TASK INPUTS Start Marker

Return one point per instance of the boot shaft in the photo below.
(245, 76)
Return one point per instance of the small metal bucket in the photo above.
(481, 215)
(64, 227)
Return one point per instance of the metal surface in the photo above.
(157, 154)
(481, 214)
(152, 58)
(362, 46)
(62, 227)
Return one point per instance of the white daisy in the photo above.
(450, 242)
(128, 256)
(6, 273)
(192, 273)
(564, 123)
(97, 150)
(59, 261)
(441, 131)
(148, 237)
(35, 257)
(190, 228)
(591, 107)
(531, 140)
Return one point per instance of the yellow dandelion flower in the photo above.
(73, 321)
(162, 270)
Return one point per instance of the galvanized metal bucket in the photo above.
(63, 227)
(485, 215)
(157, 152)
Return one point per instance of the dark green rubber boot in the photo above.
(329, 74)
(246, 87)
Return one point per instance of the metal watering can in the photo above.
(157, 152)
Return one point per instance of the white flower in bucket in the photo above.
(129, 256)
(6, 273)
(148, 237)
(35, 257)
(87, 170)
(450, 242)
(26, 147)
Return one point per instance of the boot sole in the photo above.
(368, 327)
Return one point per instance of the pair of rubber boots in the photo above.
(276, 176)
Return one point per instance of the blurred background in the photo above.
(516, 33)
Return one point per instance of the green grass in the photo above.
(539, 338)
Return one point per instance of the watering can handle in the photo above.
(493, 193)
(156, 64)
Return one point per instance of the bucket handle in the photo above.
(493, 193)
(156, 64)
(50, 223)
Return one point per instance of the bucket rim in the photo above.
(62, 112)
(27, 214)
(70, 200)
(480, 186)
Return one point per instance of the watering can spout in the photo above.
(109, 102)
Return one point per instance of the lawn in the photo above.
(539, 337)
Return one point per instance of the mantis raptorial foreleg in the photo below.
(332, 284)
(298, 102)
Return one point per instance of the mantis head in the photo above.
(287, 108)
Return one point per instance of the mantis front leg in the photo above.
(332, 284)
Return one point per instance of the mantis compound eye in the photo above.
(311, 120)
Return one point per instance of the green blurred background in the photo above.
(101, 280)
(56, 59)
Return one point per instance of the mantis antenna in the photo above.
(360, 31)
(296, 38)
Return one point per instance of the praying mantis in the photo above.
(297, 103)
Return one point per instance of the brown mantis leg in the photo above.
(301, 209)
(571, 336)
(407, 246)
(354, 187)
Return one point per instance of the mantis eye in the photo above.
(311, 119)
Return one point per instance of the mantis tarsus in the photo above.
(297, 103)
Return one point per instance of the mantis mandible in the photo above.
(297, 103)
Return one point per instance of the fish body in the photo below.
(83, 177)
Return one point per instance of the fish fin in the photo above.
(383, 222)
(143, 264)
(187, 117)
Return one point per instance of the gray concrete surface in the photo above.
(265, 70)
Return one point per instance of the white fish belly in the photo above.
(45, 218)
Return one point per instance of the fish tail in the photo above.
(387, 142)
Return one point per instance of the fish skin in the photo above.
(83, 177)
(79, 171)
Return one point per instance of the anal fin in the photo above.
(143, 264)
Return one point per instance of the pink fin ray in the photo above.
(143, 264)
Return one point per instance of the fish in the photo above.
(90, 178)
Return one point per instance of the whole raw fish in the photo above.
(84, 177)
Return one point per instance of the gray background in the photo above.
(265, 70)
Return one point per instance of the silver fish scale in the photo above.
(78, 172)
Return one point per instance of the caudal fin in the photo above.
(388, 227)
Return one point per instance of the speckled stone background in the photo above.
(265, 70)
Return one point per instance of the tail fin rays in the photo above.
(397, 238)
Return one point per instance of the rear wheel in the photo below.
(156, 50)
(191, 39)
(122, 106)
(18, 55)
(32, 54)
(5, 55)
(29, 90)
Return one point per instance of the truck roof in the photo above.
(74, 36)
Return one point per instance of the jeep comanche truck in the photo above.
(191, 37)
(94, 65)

TASK INPUTS End Marker

# WHAT NEEDS TO BE DONE
Write the records out once more, word for word.

# ANSWER BELOW
Return one point per instance of the boot shaft in the photo below.
(245, 76)
Return one point per instance of the small metal bucket in the photo above.
(481, 215)
(64, 227)
Return one point per instance of the metal surface in the photo above.
(157, 154)
(481, 214)
(152, 58)
(362, 46)
(62, 227)
Return one point per instance of the white daisy in the photo above.
(450, 242)
(128, 256)
(6, 273)
(192, 273)
(564, 123)
(97, 150)
(59, 261)
(441, 131)
(148, 237)
(35, 257)
(190, 228)
(591, 107)
(531, 140)
Return one point per instance of the yellow dandelion flower in the photo above.
(73, 321)
(162, 270)
Return one point per instance of the galvanized metal bucket in the photo above.
(63, 227)
(485, 215)
(157, 152)
Return one point per instance of the dark green rubber boot in the photo above.
(329, 74)
(246, 87)
Return one point per instance of the metal watering can in the photo above.
(157, 152)
Return one point per instance of the white flower in bucket in the photo above.
(129, 256)
(6, 273)
(148, 237)
(35, 257)
(87, 170)
(450, 242)
(26, 147)
Return one point per instance of the boot sole in the photo above.
(368, 327)
Return one point per instance of the pair of rubber boots in the photo above.
(276, 176)
Return one point per instance of the blurred background in the photo above.
(516, 33)
Return one point per instance of the green grass in the photo above.
(539, 338)
Return one point per instance of the watering can handle in the photo above.
(493, 193)
(156, 64)
Return one point per instance of the bucket handle in the photo above.
(493, 193)
(156, 64)
(50, 223)
Return one point per instance of the bucket rim in the photo above.
(62, 112)
(27, 214)
(70, 200)
(480, 186)
Return one point per instance of the watering can spout in the photo above.
(109, 102)
Return one point per instance of the lawn in the photo above.
(539, 337)
Return one point per instance of the mantis raptorial foreleg in the photo below.
(332, 284)
(298, 102)
Return one point per instance of the mantis head in the photo above.
(287, 108)
Return one point per instance of the mantis front leg in the photo above.
(332, 284)
Return one point per instance of the mantis compound eye in the photo above.
(311, 120)
Return one point per instance of the green blurred background in the photo above.
(101, 280)
(56, 59)
Return one point per instance of the mantis antenna in the photo above.
(360, 31)
(296, 38)
Return one point per instance of the praying mantis in the photo above.
(297, 103)
Return one point per instance of the brown mantis leg in the photo above.
(301, 209)
(571, 336)
(407, 246)
(354, 187)
Return one point per instance of the mantis eye in the photo above.
(311, 119)
Return one point per instance of the mantis tarsus in the photo above.
(297, 103)
Return one point per instance of the mantis mandible in the photo above.
(297, 103)
Return one point per instance of the fish body in the photo below.
(83, 177)
Return one point per instance of the fish fin in the photo above.
(383, 222)
(143, 264)
(187, 117)
Return one point per instance of the gray concrete surface in the photo above.
(265, 70)
Return one point per instance of the white fish belly in the photo above.
(45, 218)
Return one point per instance of the fish tail in the photo above.
(387, 142)
Return one point per instance of the fish skin in the photo above.
(83, 177)
(79, 171)
Return one point per instance of the anal fin in the photo above.
(143, 264)
Return one point per instance of the pink fin ray in the photo above.
(143, 264)
Return one point per instance of the fish in the photo above.
(90, 178)
Return one point per instance of the whole raw fish in the photo above.
(84, 177)
Return one point per instance of the gray background in the photo above.
(265, 70)
Return one point per instance of the silver fish scale in the photo above.
(78, 172)
Return one point per instance of the caudal fin in the photo above.
(388, 227)
Return one point per instance of the speckled stone background in the photo above.
(265, 70)
Return one point per instance of the tail fin rays in the photo above.
(397, 238)
Return one point per instance of the rear wheel in the photo below.
(156, 50)
(191, 39)
(122, 106)
(18, 55)
(32, 54)
(5, 55)
(29, 90)
Return one point per instance of the truck roof in the photo above.
(74, 36)
Return one point per instance of the jeep comanche truck in the photo above.
(191, 37)
(94, 65)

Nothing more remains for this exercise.